### WORK REQUIRED
Copy out every line of the items below without changing anything.

-- start of DATASET --

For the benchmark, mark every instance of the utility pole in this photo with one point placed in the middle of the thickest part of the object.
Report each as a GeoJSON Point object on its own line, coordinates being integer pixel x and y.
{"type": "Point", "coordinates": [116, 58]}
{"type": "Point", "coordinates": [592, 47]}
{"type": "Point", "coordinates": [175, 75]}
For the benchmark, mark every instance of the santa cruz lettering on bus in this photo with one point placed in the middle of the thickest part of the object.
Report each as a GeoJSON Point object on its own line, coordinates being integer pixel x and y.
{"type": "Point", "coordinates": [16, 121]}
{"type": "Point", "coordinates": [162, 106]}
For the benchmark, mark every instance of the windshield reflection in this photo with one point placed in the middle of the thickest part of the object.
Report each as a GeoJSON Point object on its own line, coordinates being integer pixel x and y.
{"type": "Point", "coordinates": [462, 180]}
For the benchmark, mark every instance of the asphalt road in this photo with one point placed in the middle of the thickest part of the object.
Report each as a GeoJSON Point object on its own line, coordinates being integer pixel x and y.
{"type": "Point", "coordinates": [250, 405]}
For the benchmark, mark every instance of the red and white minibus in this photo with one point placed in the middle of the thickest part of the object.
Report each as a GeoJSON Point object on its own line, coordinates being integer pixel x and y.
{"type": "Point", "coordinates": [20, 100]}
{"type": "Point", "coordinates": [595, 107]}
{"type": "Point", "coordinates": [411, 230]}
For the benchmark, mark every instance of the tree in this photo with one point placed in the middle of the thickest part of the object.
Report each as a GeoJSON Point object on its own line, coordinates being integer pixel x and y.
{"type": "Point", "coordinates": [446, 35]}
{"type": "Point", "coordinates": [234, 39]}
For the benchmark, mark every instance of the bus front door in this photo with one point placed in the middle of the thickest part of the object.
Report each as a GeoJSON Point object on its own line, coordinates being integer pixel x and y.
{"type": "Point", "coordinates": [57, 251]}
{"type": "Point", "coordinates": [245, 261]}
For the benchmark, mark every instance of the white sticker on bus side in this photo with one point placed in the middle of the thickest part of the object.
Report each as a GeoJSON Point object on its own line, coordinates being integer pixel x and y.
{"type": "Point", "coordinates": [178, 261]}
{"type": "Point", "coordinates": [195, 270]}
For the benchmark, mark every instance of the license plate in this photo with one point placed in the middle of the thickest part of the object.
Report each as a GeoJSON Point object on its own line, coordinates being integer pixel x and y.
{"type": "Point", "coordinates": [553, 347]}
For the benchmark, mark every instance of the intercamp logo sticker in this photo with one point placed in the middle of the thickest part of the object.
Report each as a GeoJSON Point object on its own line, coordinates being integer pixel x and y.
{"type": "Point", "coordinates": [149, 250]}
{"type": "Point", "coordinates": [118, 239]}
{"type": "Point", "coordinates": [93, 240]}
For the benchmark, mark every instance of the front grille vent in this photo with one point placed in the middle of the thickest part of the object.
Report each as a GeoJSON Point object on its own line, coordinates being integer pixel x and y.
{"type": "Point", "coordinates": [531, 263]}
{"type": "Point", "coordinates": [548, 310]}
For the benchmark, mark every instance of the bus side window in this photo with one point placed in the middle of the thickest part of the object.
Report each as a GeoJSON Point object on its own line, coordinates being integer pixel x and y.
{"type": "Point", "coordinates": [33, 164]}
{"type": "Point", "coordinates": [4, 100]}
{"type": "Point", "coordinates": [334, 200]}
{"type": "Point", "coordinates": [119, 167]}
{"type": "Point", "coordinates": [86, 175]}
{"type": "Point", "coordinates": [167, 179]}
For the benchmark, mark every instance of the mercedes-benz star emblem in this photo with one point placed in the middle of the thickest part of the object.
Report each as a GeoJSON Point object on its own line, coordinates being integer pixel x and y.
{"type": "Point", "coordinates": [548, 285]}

-- end of DATASET --

### FULL ANSWER
For the benchmark, mark every instance of the utility pole in this photo with one point placed in the middle of the thickest part of the object.
Report each as a GeoJSON Point object on its own line, coordinates being integer pixel x and y.
{"type": "Point", "coordinates": [116, 58]}
{"type": "Point", "coordinates": [592, 47]}
{"type": "Point", "coordinates": [175, 75]}
For the benchmark, mark every instance of the santa cruz lettering on bus in this photo with one point placed in the middle of the thickest part of the object.
Report each as a GeoJSON Point object on its own line, coordinates being integer pixel x and y.
{"type": "Point", "coordinates": [16, 121]}
{"type": "Point", "coordinates": [162, 106]}
For the benchmark, mark every instance of the windshield reflection in this photo with one point placed in the middle of the thickest part of the object.
Report each as a GeoJSON Point object on its own line, coordinates being integer pixel x and y.
{"type": "Point", "coordinates": [462, 180]}
For the benchmark, mark every instance of the asphalt road in this photo with one point placed in the middle of the thickest part of the object.
Report each as a GeoJSON Point object on its own line, coordinates being integer pixel x and y.
{"type": "Point", "coordinates": [250, 405]}
For the benchmark, mark every instance of the red and white minibus in this photo with one point placed in the middle of the thickest part of the object.
Report each as a GeoJSON Point object on its own line, coordinates being integer pixel x and y.
{"type": "Point", "coordinates": [20, 100]}
{"type": "Point", "coordinates": [595, 107]}
{"type": "Point", "coordinates": [411, 230]}
For the benchmark, mark every instance of the tree in this photo with one point placed in the middle of the thickest part of the object.
Report each as a GeoJSON Point object on its own line, coordinates being integer pixel x and y.
{"type": "Point", "coordinates": [446, 35]}
{"type": "Point", "coordinates": [234, 39]}
For the benchmark, mark every instance of the bus front door in this photo with one point placed in the middle of the thickest part of the object.
Report each as a GeoJSON Point object on its own line, coordinates being integer pixel x and y.
{"type": "Point", "coordinates": [57, 251]}
{"type": "Point", "coordinates": [245, 261]}
For the benchmark, mark every instance of the white sticker on bus side in this photo with one point placed in the middle of the thickest part of the object.
Report each as a GeoJSON Point object on its own line, coordinates being integer pixel x and y.
{"type": "Point", "coordinates": [178, 261]}
{"type": "Point", "coordinates": [195, 270]}
For the benchmark, mark every instance of the license plate in this photo with one point placed in the middle of the thickest part of the object.
Report each as a GeoJSON Point object on its own line, coordinates being integer pixel x and y.
{"type": "Point", "coordinates": [553, 347]}
For the benchmark, mark every instance of the intercamp logo sticker in this photo with one point placed in the middle of the thickest part of the object.
Report each as a GeoJSON Point object on its own line, coordinates being integer pixel x and y.
{"type": "Point", "coordinates": [149, 250]}
{"type": "Point", "coordinates": [118, 239]}
{"type": "Point", "coordinates": [93, 240]}
For the benchmark, mark every instance of the front grille vent in this photo with one point placed in the middle of the thickest part of the object.
Report each as a GeoJSON Point object on its own line, coordinates being integer pixel x and y.
{"type": "Point", "coordinates": [531, 263]}
{"type": "Point", "coordinates": [548, 310]}
For the benchmark, mark every instance of the bus side window in this photo with one point placed in the middle of the thickest part of the object.
Report each as a GeoJSON Point object on its own line, coordinates being integer pixel x and y.
{"type": "Point", "coordinates": [33, 164]}
{"type": "Point", "coordinates": [4, 100]}
{"type": "Point", "coordinates": [334, 200]}
{"type": "Point", "coordinates": [119, 167]}
{"type": "Point", "coordinates": [86, 175]}
{"type": "Point", "coordinates": [167, 179]}
For the benchmark, mark every instance of the mercedes-benz star emblem in this photo with one point placed in the middle of the thickest part of the object.
Report each as a GeoJSON Point object on its own line, coordinates being integer pixel x and y.
{"type": "Point", "coordinates": [548, 285]}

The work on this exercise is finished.